**TASK DETAILS**
Print each of the following rows word for word, with no changes.

BEGIN PROVIDED MATERIAL

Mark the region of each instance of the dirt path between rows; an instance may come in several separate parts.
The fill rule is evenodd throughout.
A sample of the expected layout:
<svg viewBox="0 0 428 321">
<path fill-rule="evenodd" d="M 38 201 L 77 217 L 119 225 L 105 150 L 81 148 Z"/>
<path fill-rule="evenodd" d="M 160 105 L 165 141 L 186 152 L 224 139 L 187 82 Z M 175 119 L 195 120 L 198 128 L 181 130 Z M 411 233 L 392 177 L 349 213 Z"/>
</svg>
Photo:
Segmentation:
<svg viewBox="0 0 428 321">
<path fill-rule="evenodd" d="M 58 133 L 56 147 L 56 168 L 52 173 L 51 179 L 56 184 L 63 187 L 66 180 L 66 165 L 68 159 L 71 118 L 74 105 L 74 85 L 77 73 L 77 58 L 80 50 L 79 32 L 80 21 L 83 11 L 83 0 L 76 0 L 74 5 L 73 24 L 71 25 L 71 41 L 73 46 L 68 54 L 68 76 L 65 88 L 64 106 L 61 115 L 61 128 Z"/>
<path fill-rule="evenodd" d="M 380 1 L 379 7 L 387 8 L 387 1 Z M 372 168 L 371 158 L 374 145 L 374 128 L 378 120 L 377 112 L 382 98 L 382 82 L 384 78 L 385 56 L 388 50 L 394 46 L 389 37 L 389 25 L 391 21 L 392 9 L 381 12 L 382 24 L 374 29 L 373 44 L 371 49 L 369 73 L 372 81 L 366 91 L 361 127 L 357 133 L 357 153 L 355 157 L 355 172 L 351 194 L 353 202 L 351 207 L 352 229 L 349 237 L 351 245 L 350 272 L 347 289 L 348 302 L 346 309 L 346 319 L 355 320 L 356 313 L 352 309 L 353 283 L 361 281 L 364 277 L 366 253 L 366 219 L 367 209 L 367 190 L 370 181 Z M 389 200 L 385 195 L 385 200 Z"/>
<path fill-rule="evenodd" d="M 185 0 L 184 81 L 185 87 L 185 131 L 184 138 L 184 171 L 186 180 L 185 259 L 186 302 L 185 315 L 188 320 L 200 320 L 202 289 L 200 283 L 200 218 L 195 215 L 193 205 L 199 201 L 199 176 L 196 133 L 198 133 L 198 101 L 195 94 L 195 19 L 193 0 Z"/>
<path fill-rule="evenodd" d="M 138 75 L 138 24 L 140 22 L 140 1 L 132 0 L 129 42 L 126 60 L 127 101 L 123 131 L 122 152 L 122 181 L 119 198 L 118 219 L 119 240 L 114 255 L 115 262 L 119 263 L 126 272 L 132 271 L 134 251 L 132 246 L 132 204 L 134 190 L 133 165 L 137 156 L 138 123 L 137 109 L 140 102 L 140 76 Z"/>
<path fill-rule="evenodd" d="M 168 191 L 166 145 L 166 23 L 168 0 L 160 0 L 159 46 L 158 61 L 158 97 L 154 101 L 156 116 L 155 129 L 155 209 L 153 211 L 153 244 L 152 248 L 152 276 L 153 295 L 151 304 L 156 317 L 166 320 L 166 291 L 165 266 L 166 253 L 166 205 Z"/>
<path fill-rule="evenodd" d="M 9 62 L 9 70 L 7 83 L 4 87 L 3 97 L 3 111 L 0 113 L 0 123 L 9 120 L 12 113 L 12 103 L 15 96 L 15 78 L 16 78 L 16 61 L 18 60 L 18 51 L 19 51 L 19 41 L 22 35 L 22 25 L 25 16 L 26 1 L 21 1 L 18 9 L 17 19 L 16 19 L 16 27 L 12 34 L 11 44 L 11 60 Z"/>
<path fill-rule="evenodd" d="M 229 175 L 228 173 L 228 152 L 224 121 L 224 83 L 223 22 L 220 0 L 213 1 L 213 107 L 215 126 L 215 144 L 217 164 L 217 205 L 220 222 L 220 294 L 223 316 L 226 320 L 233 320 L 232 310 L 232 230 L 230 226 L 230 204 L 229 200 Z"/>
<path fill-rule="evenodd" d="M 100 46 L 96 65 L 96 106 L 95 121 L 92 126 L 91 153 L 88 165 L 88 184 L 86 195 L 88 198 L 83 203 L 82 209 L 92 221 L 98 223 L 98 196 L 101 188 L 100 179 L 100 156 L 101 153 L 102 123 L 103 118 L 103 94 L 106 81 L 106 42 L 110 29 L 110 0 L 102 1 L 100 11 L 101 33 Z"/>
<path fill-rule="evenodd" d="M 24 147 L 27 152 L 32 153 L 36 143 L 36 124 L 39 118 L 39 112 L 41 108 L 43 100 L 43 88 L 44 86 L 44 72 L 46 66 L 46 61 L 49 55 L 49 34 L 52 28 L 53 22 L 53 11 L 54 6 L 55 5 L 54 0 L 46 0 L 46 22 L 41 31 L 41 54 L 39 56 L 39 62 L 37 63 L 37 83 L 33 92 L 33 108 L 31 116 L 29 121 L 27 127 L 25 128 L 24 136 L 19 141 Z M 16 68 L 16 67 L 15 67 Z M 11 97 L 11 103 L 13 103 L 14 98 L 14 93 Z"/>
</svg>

END PROVIDED MATERIAL

**TASK RESPONSE**
Mark the region of each instance of the dirt path between rows; an instance may come in several separate parts.
The fill rule is evenodd throughout.
A sample of the expected layout:
<svg viewBox="0 0 428 321">
<path fill-rule="evenodd" d="M 38 201 L 77 217 L 119 225 L 105 150 L 81 148 Z"/>
<path fill-rule="evenodd" d="M 160 105 L 165 141 L 186 152 L 224 139 L 187 82 Z M 175 119 L 195 120 L 198 128 L 181 130 Z M 411 233 L 392 177 L 349 213 Z"/>
</svg>
Photo:
Segmentation:
<svg viewBox="0 0 428 321">
<path fill-rule="evenodd" d="M 58 133 L 56 147 L 56 168 L 52 173 L 51 179 L 56 184 L 63 187 L 66 180 L 66 165 L 68 159 L 71 118 L 74 105 L 74 85 L 77 73 L 77 58 L 80 50 L 79 32 L 80 21 L 83 11 L 83 0 L 76 0 L 74 5 L 73 24 L 71 25 L 71 41 L 73 46 L 68 54 L 68 76 L 65 88 L 64 106 L 61 115 L 61 128 Z"/>
<path fill-rule="evenodd" d="M 380 1 L 379 7 L 387 8 L 387 1 Z M 372 168 L 371 158 L 374 145 L 374 128 L 378 120 L 377 112 L 382 98 L 382 82 L 384 78 L 385 56 L 388 50 L 394 46 L 389 37 L 389 25 L 391 21 L 392 9 L 381 12 L 382 24 L 374 29 L 373 44 L 371 49 L 369 73 L 372 81 L 366 91 L 361 127 L 357 133 L 357 153 L 355 157 L 355 172 L 351 194 L 353 202 L 351 207 L 352 229 L 349 237 L 351 245 L 350 272 L 347 289 L 348 302 L 346 309 L 346 319 L 355 320 L 356 313 L 352 309 L 353 283 L 361 281 L 364 277 L 366 253 L 366 219 L 367 209 L 367 190 L 370 181 Z M 389 200 L 385 195 L 385 200 Z"/>
<path fill-rule="evenodd" d="M 185 0 L 184 81 L 185 87 L 185 131 L 184 138 L 184 171 L 186 180 L 185 259 L 186 302 L 185 315 L 188 320 L 200 320 L 202 289 L 200 283 L 200 218 L 195 215 L 193 205 L 199 201 L 199 176 L 196 133 L 198 133 L 198 101 L 195 94 L 195 19 L 193 0 Z"/>
<path fill-rule="evenodd" d="M 138 75 L 138 24 L 140 22 L 140 1 L 132 0 L 129 42 L 126 60 L 127 101 L 123 131 L 122 152 L 122 181 L 119 198 L 118 219 L 119 240 L 114 255 L 115 262 L 119 263 L 126 272 L 132 271 L 134 251 L 132 246 L 132 204 L 134 190 L 133 165 L 137 156 L 138 123 L 137 109 L 140 102 L 140 76 Z"/>
<path fill-rule="evenodd" d="M 168 191 L 166 145 L 166 23 L 168 0 L 160 0 L 159 46 L 158 61 L 158 97 L 154 101 L 156 116 L 155 129 L 155 209 L 153 211 L 153 244 L 152 248 L 152 276 L 153 295 L 151 304 L 156 317 L 166 320 L 166 291 L 165 266 L 166 253 L 166 205 Z"/>
<path fill-rule="evenodd" d="M 9 62 L 9 70 L 7 83 L 4 87 L 3 97 L 3 111 L 0 113 L 0 123 L 9 120 L 12 113 L 12 103 L 15 96 L 15 78 L 16 78 L 16 61 L 18 60 L 18 51 L 19 51 L 19 41 L 22 35 L 22 25 L 25 16 L 26 1 L 21 1 L 18 9 L 17 19 L 16 19 L 16 27 L 12 34 L 11 44 L 11 60 Z"/>
<path fill-rule="evenodd" d="M 229 175 L 228 173 L 228 152 L 224 121 L 224 83 L 223 22 L 220 0 L 213 1 L 213 107 L 215 126 L 215 144 L 217 164 L 217 205 L 220 222 L 220 294 L 223 316 L 226 320 L 233 320 L 232 310 L 232 230 L 230 226 L 230 204 L 229 200 Z"/>
<path fill-rule="evenodd" d="M 100 46 L 96 65 L 96 106 L 95 121 L 92 126 L 91 153 L 88 165 L 88 184 L 86 195 L 88 198 L 83 203 L 82 209 L 92 221 L 98 223 L 98 196 L 101 188 L 100 179 L 100 156 L 101 153 L 102 123 L 103 118 L 103 94 L 106 81 L 106 42 L 110 29 L 110 0 L 102 1 L 100 11 L 101 33 Z"/>
<path fill-rule="evenodd" d="M 24 147 L 27 152 L 32 153 L 36 143 L 36 124 L 39 118 L 39 112 L 41 108 L 43 100 L 43 88 L 44 86 L 44 72 L 46 66 L 46 61 L 49 55 L 49 34 L 52 28 L 53 22 L 53 11 L 54 6 L 55 5 L 54 0 L 46 0 L 46 22 L 41 31 L 41 54 L 39 56 L 39 62 L 37 63 L 37 83 L 33 92 L 33 108 L 31 116 L 29 121 L 27 127 L 25 128 L 24 136 L 19 141 Z M 16 68 L 16 67 L 15 67 Z M 11 97 L 11 103 L 13 103 L 14 98 L 14 93 Z"/>
</svg>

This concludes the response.